Problem to solve >> Reproduce the data exactly and drop any pictures it holds.

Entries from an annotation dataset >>
==================================================
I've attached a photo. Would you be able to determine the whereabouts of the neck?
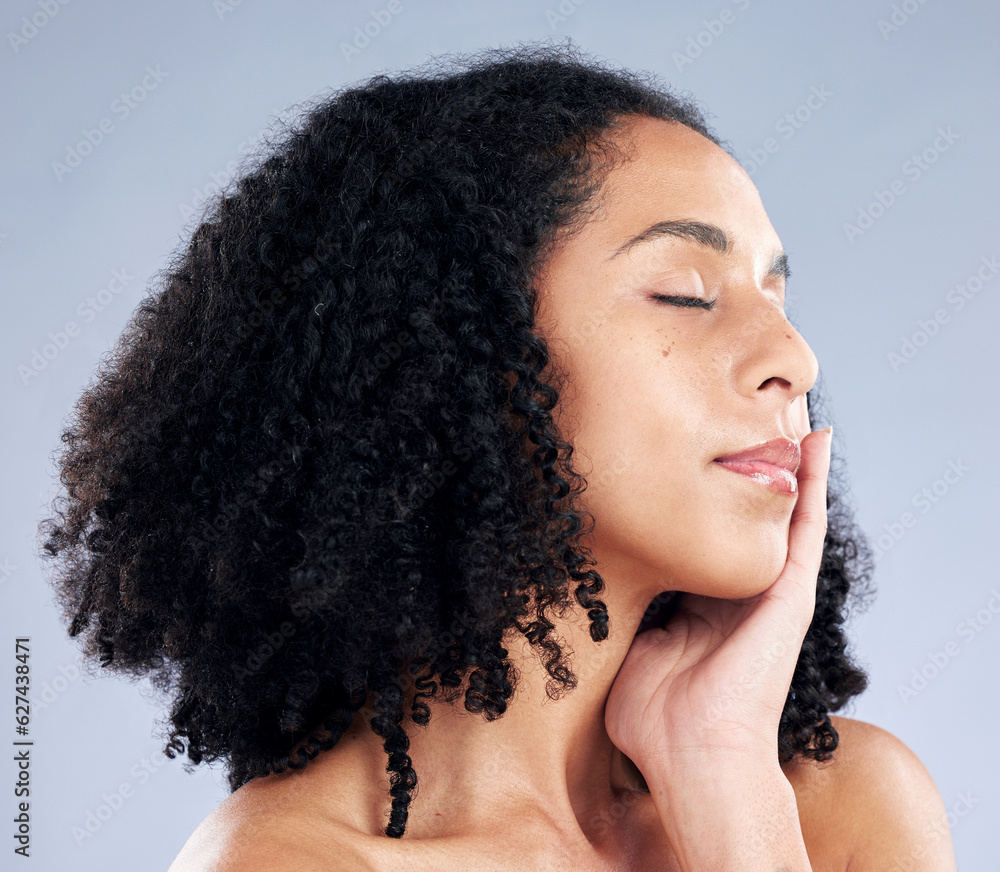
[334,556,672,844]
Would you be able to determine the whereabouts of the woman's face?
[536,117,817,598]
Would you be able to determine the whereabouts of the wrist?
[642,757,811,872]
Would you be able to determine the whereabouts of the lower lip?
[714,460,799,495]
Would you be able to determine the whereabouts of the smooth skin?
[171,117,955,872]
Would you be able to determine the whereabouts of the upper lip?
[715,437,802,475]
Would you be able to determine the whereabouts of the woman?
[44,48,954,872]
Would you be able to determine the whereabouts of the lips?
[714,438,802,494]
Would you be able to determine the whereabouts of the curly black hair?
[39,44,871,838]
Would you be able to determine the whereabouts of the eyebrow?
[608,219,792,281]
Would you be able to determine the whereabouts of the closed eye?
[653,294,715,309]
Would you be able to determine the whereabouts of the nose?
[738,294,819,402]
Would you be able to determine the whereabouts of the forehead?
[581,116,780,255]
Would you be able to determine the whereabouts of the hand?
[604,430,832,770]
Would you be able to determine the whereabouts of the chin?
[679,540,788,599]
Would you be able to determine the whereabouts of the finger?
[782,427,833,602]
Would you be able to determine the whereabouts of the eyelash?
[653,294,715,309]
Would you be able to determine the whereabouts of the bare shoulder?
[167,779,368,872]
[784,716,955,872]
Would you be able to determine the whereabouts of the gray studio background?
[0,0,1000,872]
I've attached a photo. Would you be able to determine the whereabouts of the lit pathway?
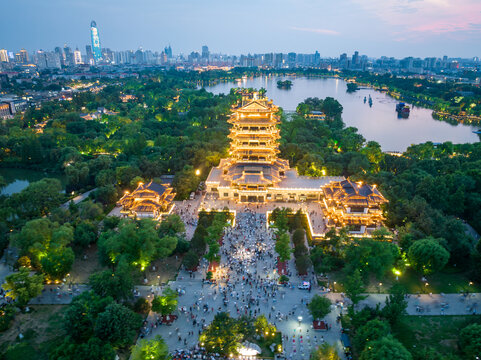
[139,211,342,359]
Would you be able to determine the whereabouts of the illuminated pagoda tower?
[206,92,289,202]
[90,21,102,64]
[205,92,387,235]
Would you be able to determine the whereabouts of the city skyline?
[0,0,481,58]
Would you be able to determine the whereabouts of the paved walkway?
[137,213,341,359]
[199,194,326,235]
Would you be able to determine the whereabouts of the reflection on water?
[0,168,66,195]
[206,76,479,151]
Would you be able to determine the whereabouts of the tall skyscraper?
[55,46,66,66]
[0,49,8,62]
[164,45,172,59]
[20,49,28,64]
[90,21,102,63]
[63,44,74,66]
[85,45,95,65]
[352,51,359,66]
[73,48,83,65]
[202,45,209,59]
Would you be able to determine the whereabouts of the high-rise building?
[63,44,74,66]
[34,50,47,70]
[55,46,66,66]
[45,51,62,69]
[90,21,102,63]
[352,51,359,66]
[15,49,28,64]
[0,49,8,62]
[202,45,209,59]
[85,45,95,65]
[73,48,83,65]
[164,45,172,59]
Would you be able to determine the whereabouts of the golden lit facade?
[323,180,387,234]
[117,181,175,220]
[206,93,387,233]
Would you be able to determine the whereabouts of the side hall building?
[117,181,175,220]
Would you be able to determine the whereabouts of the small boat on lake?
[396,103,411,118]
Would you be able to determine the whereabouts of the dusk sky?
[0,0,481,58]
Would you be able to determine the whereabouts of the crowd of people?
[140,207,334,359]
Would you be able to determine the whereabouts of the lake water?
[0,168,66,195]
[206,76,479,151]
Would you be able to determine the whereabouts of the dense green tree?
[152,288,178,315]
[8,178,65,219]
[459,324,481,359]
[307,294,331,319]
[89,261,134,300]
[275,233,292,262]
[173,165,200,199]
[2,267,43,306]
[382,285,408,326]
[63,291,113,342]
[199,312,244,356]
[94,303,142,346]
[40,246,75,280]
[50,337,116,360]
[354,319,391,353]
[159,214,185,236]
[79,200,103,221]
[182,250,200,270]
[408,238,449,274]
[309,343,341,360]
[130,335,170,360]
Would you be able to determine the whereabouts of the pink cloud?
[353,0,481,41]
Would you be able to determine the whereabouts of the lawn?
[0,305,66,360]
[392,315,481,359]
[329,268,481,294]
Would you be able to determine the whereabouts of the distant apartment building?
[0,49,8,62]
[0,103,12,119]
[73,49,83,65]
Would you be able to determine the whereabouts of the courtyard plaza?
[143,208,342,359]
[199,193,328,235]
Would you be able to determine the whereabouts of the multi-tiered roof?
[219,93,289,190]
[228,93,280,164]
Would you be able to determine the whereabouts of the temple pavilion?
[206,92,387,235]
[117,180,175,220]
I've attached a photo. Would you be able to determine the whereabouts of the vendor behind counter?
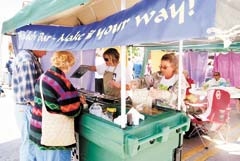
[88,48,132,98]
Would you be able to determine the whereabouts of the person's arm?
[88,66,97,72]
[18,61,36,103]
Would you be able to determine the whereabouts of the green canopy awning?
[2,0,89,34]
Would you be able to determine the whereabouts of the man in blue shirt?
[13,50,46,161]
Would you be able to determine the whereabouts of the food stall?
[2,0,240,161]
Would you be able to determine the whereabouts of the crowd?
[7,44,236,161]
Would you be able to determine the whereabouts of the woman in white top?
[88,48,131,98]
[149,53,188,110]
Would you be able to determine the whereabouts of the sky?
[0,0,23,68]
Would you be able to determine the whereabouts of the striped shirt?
==================================================
Full output >>
I've attached a photo. Would you be able to determine the whereabouts of the neck?
[334,556,672,844]
Would you be able to determine the whereabouts of the woman's face?
[536,117,817,598]
Would you be able to determine the whereabouts of the wrist?
[642,757,811,872]
Would you be able to determine the whereabouts of the lower lip?
[714,460,799,495]
Would you be able to determine the whereabouts of the smooth skin?
[171,117,955,872]
Would you be able to determine the whereabouts of the upper lip?
[715,437,802,475]
Would you be able to determine the whereabouts of the woman?
[44,48,954,872]
Would you be able to determine the whereabouts of the lips?
[714,438,802,494]
Would you be able to determine the whereabouts of the curly black hair?
[39,44,871,838]
Would you be able to determine the whereabouts of the eyebrow?
[608,219,792,281]
Would you be able to determine the whereabouts of the closed eye?
[653,294,715,309]
Would you be able to determine the whereabouts of the nose?
[738,294,819,402]
Would you be able to determine the whereabouts of the forehead?
[581,116,780,255]
Would you be able to determine the whereabouts of the hand?
[604,430,832,770]
Would you be able to determine the whereabouts of the chin?
[679,540,788,599]
Would you be able to determine the whereabouts of the finger?
[782,427,833,602]
Would you be able to determine the whereabouts of the eyelash?
[653,294,715,309]
Would you be able to determine the whereabouts of the bare shoulder?
[167,779,368,872]
[784,716,955,872]
Would you be able to determine the whereabouts of the gray studio background?
[0,0,1000,872]
I've attached a photo. Would you be able to determine the whereabouts of the lit pathway?
[139,211,342,359]
Would you be able to determine the whereabouts of the illuminated pagoda tower?
[206,92,289,202]
[90,21,102,64]
[205,92,387,235]
Would you be able to determine the whereabouts of the city skyline?
[0,0,481,58]
Would you be able to determine the whereabouts of the paved walkway?
[137,213,341,359]
[199,194,326,235]
Would you be able to determine the whereabouts of the reflection on water?
[0,168,66,195]
[206,76,479,151]
Would you be able to determine the whereabouts of the tall skyscraper?
[55,46,66,66]
[0,49,8,62]
[164,45,172,59]
[20,49,28,64]
[90,21,102,63]
[63,44,74,66]
[85,45,95,65]
[352,51,359,66]
[73,48,83,65]
[202,45,209,59]
Would you be able to determine the whereabouts of the high-rise building?
[63,44,74,66]
[34,50,47,70]
[55,46,66,66]
[45,51,62,69]
[90,21,102,63]
[352,51,359,66]
[15,49,28,64]
[0,49,8,62]
[202,45,209,59]
[85,45,95,65]
[73,48,83,65]
[164,45,172,59]
Would you be able to determine the whereabouts of the golden lit facade?
[323,180,387,234]
[117,181,175,220]
[206,93,387,233]
Would you be able to determine the whereabouts of the side hall building?
[117,181,175,220]
Would you be able to determine the whereabouts of the small boat on lake?
[396,103,411,118]
Would you be able to determine the whereabouts of the dusk sky?
[0,0,481,58]
Would you be able to determine the whereabouts of the crowd of people?
[140,207,334,359]
Would you be able to determine the whereabouts of the lake water?
[0,168,66,195]
[206,76,479,151]
Would you be able to determine the whereabouts of the dense green tree?
[152,288,178,315]
[8,178,65,219]
[459,324,481,359]
[307,294,331,319]
[89,261,134,300]
[275,233,292,262]
[173,165,200,199]
[2,267,43,306]
[382,285,408,326]
[63,291,113,342]
[199,312,244,356]
[94,303,142,346]
[40,246,75,280]
[50,337,116,360]
[354,319,391,353]
[159,214,185,236]
[79,200,103,221]
[182,250,200,270]
[408,238,449,274]
[309,343,341,360]
[130,335,170,360]
Would you be able to determine the whereabouts of the pink cloud?
[353,0,481,41]
Would you be able to determine the whereabouts of the lawn?
[0,305,66,360]
[392,315,481,359]
[329,268,481,294]
Would you be able to determine the whereabouts of the distant apartment building?
[0,49,8,62]
[0,103,12,119]
[73,49,83,65]
Would you be able to determine the whereabouts of the courtyard plaza?
[143,208,342,359]
[199,193,328,235]
Would you be able to determine the whereabouts of the multi-tiered roof?
[219,93,289,190]
[228,93,280,164]
Would you be able to determine the whereabouts of the temple pavilion?
[206,92,387,235]
[117,180,175,220]
I've attached a photo. Would you be able to determine the whereabouts of the vendor behind counter?
[88,48,132,98]
Would you be able to determine the whereabouts of the person's arm?
[88,66,97,72]
[18,61,36,103]
Would you be able to determine the whereabouts of the green canopy awning?
[2,0,89,34]
Would you be able to determine the whereabouts of the man in blue shirt?
[13,50,46,161]
Would you be able to determine the whereabouts of the food stall?
[2,0,240,161]
Would you be able to determine the whereabouts of the crowd?
[7,44,236,161]
Would you be able to determine the whereabouts of the woman in white top?
[88,48,131,98]
[149,53,188,110]
Would you be able to determine the whereabouts of the sky?
[0,0,23,68]
Would you be able to determine the whereabouts of the striped shirt?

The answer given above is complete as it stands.